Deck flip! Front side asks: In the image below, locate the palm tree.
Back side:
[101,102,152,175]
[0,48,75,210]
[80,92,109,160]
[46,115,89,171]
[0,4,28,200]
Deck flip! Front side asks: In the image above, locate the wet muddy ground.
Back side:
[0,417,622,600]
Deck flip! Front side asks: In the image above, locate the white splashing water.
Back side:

...

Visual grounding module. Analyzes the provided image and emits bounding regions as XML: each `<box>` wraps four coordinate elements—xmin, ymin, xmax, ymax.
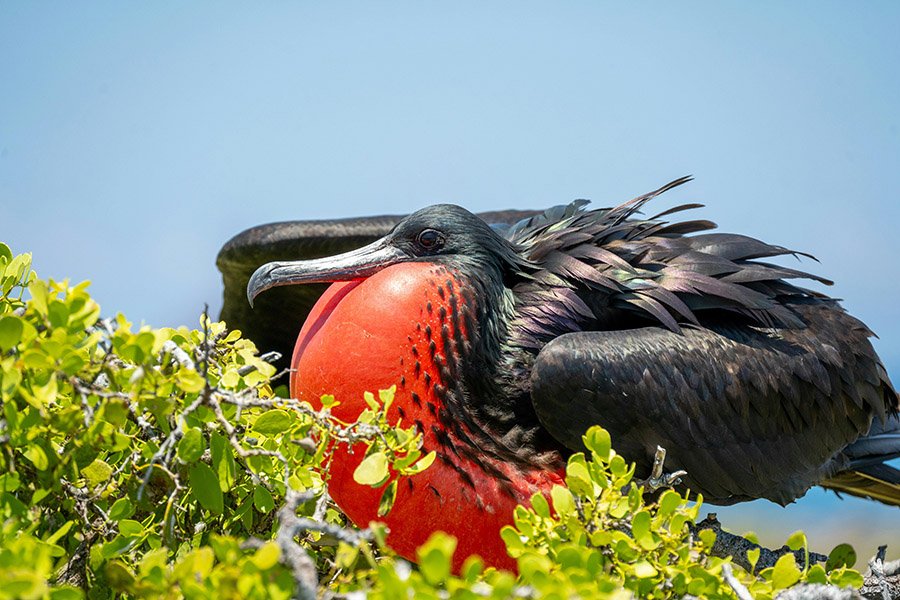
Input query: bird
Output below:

---

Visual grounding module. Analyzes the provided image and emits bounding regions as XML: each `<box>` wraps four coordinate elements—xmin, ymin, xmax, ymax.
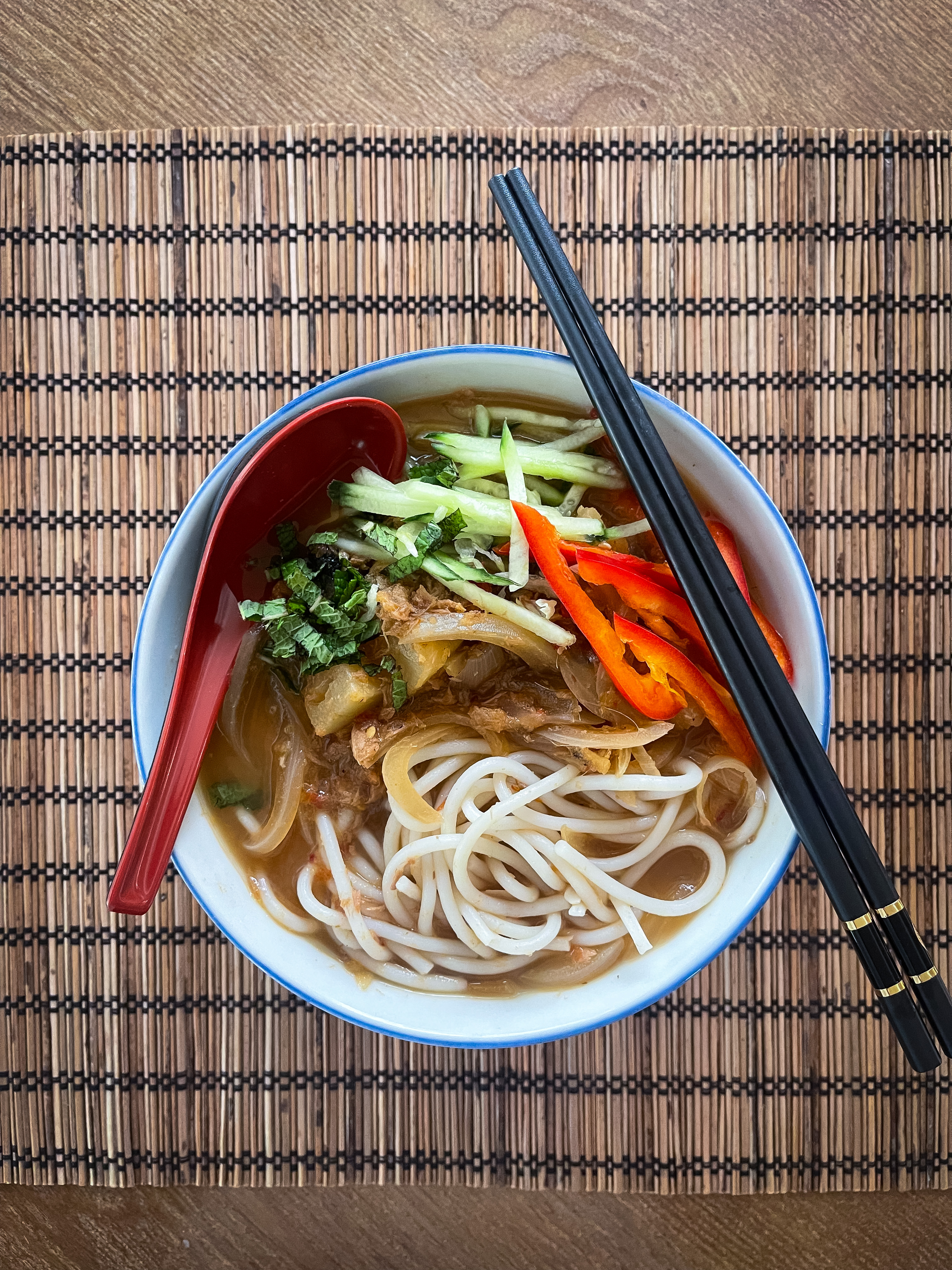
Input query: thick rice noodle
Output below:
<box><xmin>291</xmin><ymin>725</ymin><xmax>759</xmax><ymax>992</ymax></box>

- **AIM**: Collect each line of the rows above that contains the string "Input", and copy those lines out.

- **RESULT**:
Input query: bird
Input query: thick rice noodle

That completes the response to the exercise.